_Set problem_
Pick out each line in the items below that contains the string "trace". Case counts.

_Input rows_
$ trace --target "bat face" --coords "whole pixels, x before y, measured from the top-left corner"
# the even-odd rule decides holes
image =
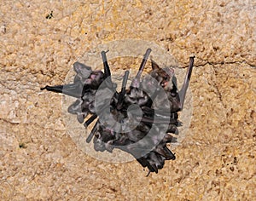
[[[190,57],[183,86],[178,91],[174,70],[162,69],[153,60],[149,75],[141,78],[150,52],[148,49],[129,87],[129,72],[125,72],[120,92],[116,91],[116,84],[112,82],[104,51],[104,72],[92,71],[75,62],[73,83],[41,89],[76,97],[68,112],[76,114],[78,121],[86,128],[96,121],[86,142],[93,139],[96,151],[112,152],[117,148],[131,154],[148,169],[148,174],[158,173],[166,160],[175,159],[166,146],[175,140],[170,134],[178,133],[177,112],[183,109],[194,61]]]

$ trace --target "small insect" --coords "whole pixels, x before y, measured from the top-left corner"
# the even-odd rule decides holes
[[[183,107],[195,58],[189,57],[188,72],[178,91],[174,70],[162,69],[153,60],[151,72],[141,78],[150,52],[148,49],[127,89],[129,71],[125,72],[120,92],[112,81],[105,51],[102,52],[104,72],[92,71],[75,62],[73,83],[41,88],[77,98],[68,112],[77,115],[85,128],[96,122],[86,142],[93,139],[96,151],[112,152],[118,148],[131,154],[148,169],[148,175],[158,173],[166,160],[176,158],[167,144],[176,139],[170,134],[178,134],[177,112]]]

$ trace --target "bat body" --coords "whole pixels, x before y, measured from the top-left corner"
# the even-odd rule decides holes
[[[190,57],[183,85],[178,91],[174,70],[160,68],[153,60],[149,75],[141,78],[150,52],[148,49],[129,87],[129,72],[125,72],[120,92],[116,91],[117,84],[111,79],[104,51],[104,72],[92,71],[75,62],[73,83],[41,89],[77,98],[68,112],[76,114],[85,127],[96,122],[86,141],[93,140],[96,151],[112,152],[118,148],[129,152],[148,169],[148,174],[158,173],[166,160],[175,159],[166,145],[175,141],[170,134],[178,133],[177,112],[183,106],[194,63],[194,57]]]

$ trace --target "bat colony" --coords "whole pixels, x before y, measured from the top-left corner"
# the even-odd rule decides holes
[[[129,87],[129,71],[125,72],[120,92],[113,83],[106,52],[102,52],[104,72],[75,62],[77,73],[73,83],[46,86],[47,89],[62,93],[77,100],[68,107],[85,128],[92,122],[94,127],[86,141],[93,139],[96,151],[114,148],[131,154],[143,167],[158,173],[165,160],[174,160],[175,155],[166,146],[177,135],[177,112],[183,106],[186,91],[193,69],[194,57],[189,57],[188,72],[181,90],[177,90],[174,70],[160,68],[151,60],[151,72],[142,77],[151,52],[148,49],[140,68]]]

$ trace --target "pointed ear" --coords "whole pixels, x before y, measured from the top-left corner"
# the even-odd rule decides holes
[[[151,60],[151,66],[153,71],[160,69],[160,66],[153,60]]]

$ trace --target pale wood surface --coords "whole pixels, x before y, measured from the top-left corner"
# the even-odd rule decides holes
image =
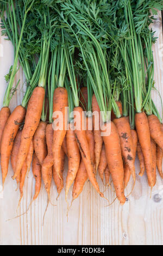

_Task response_
$ trace --target "bat face" --coords "whole pixels, x before y, measured from the top-left corner"
$ trace --target "small insect" --coords "whole pixels, x before y, measured from the top-left corner"
$ trace --target "bat body" --coords "whole pixels, x before y, measured from the top-left corner"
$ trace --target "bat colony" --coords "whole pixels, x before y, measured from the top-left corner"
$ trace --target "pointed ear" --coords "whole pixels, x before y, measured from the top-left corner"
$ trace --target pale wood surface --coords "whole pixels, x before y, measured from the top-left corner"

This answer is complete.